>>>>>

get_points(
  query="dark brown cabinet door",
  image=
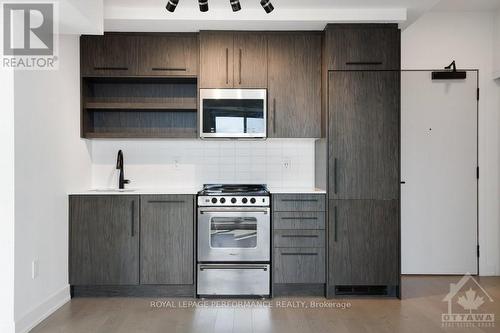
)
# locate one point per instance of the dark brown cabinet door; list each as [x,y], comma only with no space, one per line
[174,55]
[364,134]
[216,60]
[360,47]
[250,60]
[108,55]
[364,242]
[294,85]
[167,224]
[104,240]
[299,265]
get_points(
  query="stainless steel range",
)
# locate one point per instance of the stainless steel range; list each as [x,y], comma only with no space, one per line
[234,241]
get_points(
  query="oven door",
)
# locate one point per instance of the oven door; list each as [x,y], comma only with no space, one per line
[228,234]
[233,113]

<<<<<

■ PROBLEM TO SOLVE ■
Leave the pictures out and write out every entry exactly as given.

■ CORRECT RESULT ■
get_points(
  query="dark brown cabinet door",
  image=
)
# locate one point per instance of the dark brown cabinet door; list each as [x,y], comma only with no space, one per line
[174,55]
[364,134]
[216,60]
[360,47]
[250,60]
[108,55]
[364,242]
[294,85]
[167,224]
[104,240]
[299,265]
get_points(
  query="stainless steel range",
)
# locate one point per instance of the stainless steel range; list each as [x,y], comma only with no space, one per line
[234,241]
get_points(
  query="oven door",
)
# locate one point per instance of the oven door; list each as [x,y], comma only with no space, one per line
[228,234]
[233,113]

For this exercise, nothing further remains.